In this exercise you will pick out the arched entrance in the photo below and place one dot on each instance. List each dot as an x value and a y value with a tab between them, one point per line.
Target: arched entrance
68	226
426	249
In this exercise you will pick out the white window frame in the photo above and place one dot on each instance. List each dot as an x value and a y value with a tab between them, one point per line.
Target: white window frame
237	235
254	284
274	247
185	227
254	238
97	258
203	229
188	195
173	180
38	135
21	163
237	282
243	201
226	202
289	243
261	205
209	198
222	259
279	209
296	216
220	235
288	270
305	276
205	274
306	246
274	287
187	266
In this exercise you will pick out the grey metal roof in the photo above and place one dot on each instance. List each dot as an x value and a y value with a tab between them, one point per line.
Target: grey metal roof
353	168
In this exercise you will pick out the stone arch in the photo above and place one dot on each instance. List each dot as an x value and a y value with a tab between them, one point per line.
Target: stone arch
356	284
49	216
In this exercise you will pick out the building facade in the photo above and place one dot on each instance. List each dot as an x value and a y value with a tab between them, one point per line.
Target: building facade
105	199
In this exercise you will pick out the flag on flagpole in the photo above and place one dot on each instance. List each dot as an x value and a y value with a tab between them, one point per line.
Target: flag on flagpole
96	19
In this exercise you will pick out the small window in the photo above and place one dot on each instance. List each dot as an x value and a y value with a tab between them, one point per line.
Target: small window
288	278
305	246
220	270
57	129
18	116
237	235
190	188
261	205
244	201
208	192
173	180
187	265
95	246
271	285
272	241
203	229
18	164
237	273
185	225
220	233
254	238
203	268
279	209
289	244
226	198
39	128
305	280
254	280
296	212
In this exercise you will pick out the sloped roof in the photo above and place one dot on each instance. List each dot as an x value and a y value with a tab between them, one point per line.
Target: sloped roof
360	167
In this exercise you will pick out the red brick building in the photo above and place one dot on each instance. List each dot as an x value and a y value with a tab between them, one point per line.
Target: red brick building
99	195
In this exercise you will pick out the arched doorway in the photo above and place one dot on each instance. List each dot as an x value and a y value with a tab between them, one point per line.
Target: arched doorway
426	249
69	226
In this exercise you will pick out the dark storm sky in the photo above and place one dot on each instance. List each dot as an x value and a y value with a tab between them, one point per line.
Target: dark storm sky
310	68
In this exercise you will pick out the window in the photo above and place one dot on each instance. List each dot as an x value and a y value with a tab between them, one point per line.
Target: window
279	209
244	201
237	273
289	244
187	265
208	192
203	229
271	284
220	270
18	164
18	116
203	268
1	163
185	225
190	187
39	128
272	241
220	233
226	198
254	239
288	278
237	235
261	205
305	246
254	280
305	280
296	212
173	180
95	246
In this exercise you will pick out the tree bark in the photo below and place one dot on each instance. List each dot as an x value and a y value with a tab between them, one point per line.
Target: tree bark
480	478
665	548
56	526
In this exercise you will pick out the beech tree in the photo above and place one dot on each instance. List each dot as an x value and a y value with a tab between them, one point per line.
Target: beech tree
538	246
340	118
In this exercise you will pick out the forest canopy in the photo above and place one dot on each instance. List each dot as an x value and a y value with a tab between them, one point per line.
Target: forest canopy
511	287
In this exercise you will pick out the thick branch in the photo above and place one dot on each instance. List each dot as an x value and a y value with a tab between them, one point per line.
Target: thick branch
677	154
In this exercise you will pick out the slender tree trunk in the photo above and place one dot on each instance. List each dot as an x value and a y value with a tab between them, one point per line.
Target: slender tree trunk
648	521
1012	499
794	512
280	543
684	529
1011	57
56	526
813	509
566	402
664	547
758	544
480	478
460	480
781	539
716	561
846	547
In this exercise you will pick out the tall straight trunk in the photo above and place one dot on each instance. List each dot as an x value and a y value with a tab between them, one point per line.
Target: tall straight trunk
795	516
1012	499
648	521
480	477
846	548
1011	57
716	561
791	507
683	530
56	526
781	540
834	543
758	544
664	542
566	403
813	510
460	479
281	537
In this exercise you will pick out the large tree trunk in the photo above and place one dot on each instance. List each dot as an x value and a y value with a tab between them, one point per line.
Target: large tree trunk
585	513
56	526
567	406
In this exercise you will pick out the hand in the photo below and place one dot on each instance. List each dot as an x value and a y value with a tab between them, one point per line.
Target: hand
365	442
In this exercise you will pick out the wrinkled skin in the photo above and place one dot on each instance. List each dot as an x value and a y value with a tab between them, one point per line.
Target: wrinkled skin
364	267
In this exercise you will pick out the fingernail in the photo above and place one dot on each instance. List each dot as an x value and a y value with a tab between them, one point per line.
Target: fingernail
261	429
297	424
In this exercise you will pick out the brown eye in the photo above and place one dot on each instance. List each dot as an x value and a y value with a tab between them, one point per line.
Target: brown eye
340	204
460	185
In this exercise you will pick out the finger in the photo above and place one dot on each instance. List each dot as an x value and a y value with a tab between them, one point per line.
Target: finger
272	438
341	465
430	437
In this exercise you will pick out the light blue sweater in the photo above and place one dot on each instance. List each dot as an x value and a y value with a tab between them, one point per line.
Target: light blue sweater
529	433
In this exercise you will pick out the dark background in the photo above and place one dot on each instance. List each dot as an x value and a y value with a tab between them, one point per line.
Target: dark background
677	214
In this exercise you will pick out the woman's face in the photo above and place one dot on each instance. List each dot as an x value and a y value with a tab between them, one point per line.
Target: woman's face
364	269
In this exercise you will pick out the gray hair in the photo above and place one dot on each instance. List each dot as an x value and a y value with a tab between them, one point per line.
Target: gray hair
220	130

----

Work required => Can you rescale everything from the line containing "In this exercise you will pick out the dark background" down to the end of the data, both ends included, by repeating those lines with each coordinate multiplied by 2.3 and rounded to a whole number (halves up)? Keep all other text as it stands, and give only those lines.

Response =>
In this exercise you will pick out the dark background in the photo above and place one dot on each instance. List each dot as an x value and a y value with a tab between them, one point per line.
Target: dark background
1557	492
In this exercise you will pick out the woman's face in the photo above and place one dot on each instance. List each dot as an x value and a y value with a tab between them, one point per line.
Target: woman's face
837	619
In this exercise you will pick out the gray hair in the photo above and place one dot on each instance. List each dot as an x value and a y value with a tab between them, one point per line.
Target: gray hair
506	299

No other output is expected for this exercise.